Quoted passage
===
Craniofacial Anomalies Team
The craniofacial anomalies team is an interdisciplinary clinical team comprised of Genetics, Plastic Surgery, Physical Therapy, Speech Pathology, Audiology, Dentistry, Psychiatry, Neurosurgery, Otolaryngology and Nursing. Our primary goal is to improve the health outcomes for patients with craniofacial abnormalities, such as cleft lip and palate. We held our first Cincinnati Children’s Craniofacial Research Symposium on January 26, 2012. This symposium brought together researchers in the Divisions of Biomedical Informatics, Developmental Biology, Human Genetics, Plastic Surgery, and clinicians in the Cincinnati Children's Craniofacial Anomalies Team.
===
Data under study

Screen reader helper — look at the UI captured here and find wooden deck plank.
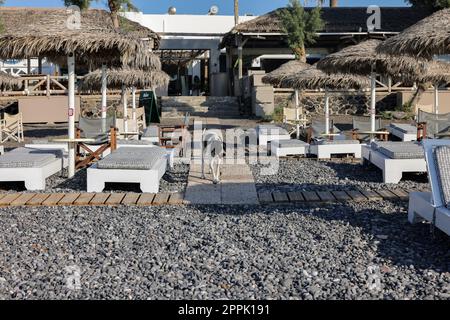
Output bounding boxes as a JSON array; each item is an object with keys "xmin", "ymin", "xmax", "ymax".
[
  {"xmin": 137, "ymin": 193, "xmax": 155, "ymax": 206},
  {"xmin": 0, "ymin": 193, "xmax": 21, "ymax": 206},
  {"xmin": 302, "ymin": 191, "xmax": 320, "ymax": 202},
  {"xmin": 288, "ymin": 191, "xmax": 305, "ymax": 202},
  {"xmin": 73, "ymin": 193, "xmax": 95, "ymax": 206},
  {"xmin": 10, "ymin": 193, "xmax": 36, "ymax": 206},
  {"xmin": 377, "ymin": 190, "xmax": 399, "ymax": 200},
  {"xmin": 105, "ymin": 193, "xmax": 125, "ymax": 206},
  {"xmin": 169, "ymin": 192, "xmax": 184, "ymax": 205},
  {"xmin": 26, "ymin": 193, "xmax": 50, "ymax": 206},
  {"xmin": 331, "ymin": 191, "xmax": 352, "ymax": 201},
  {"xmin": 391, "ymin": 189, "xmax": 409, "ymax": 201},
  {"xmin": 89, "ymin": 193, "xmax": 111, "ymax": 206},
  {"xmin": 41, "ymin": 193, "xmax": 64, "ymax": 206},
  {"xmin": 122, "ymin": 193, "xmax": 141, "ymax": 206},
  {"xmin": 258, "ymin": 192, "xmax": 273, "ymax": 203},
  {"xmin": 153, "ymin": 193, "xmax": 170, "ymax": 206},
  {"xmin": 58, "ymin": 193, "xmax": 80, "ymax": 206},
  {"xmin": 359, "ymin": 190, "xmax": 383, "ymax": 201},
  {"xmin": 347, "ymin": 190, "xmax": 368, "ymax": 202},
  {"xmin": 317, "ymin": 191, "xmax": 336, "ymax": 202},
  {"xmin": 272, "ymin": 192, "xmax": 289, "ymax": 202}
]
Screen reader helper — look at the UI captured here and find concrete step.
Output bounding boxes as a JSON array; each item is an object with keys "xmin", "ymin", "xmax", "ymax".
[{"xmin": 161, "ymin": 97, "xmax": 240, "ymax": 118}]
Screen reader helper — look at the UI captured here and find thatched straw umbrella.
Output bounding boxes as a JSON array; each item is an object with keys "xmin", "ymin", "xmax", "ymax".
[
  {"xmin": 281, "ymin": 65, "xmax": 370, "ymax": 135},
  {"xmin": 0, "ymin": 71, "xmax": 22, "ymax": 88},
  {"xmin": 377, "ymin": 9, "xmax": 450, "ymax": 59},
  {"xmin": 80, "ymin": 68, "xmax": 170, "ymax": 132},
  {"xmin": 262, "ymin": 60, "xmax": 311, "ymax": 87},
  {"xmin": 262, "ymin": 60, "xmax": 311, "ymax": 139},
  {"xmin": 317, "ymin": 39, "xmax": 426, "ymax": 138},
  {"xmin": 0, "ymin": 8, "xmax": 160, "ymax": 177}
]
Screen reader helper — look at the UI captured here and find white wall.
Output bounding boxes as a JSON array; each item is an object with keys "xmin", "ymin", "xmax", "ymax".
===
Work item
How would you continue the text on the Craniofacial Anomalies Team, picking up after its final sentence?

Task answer
Neonatal Skin Development
Marty Visscher, PhD, is currently studying premature infants who lack vernix caseosa, have an incompetent skin barrier and who are predisposed to infection. She studies ontogeny of stratum corneum barrier development in premature infants as a function of gestational age, over time, and compared to full term infants. To do this, Visscher uses quantitative measures of barrier integrity, hydration, pH, and collection of skin surface samples to determine lipid composition, stratum corneum structural proteins and specific cytokines. Visscher collaborates with researchers from Johns Hopkins University on a parallel study on the effect of topical massage oils on neonatal skin integrity.
Quantitative Skin Imaging and Analysis
Visscher studies multiple imaging modalities to characterize the disease/healing processes and treatment for skin conditions including hemangiomas, pressure ulcers and burn scars. Affected sites are evaluated with high resolution color imaging, thermal imaging (static, dynamic), three dimensional surface scans (3dMD Medical Imaging System), and biomechanical properties and compared with clinical assessments. We continue to investigate causes and evaluate interventions to reduce skin compromise.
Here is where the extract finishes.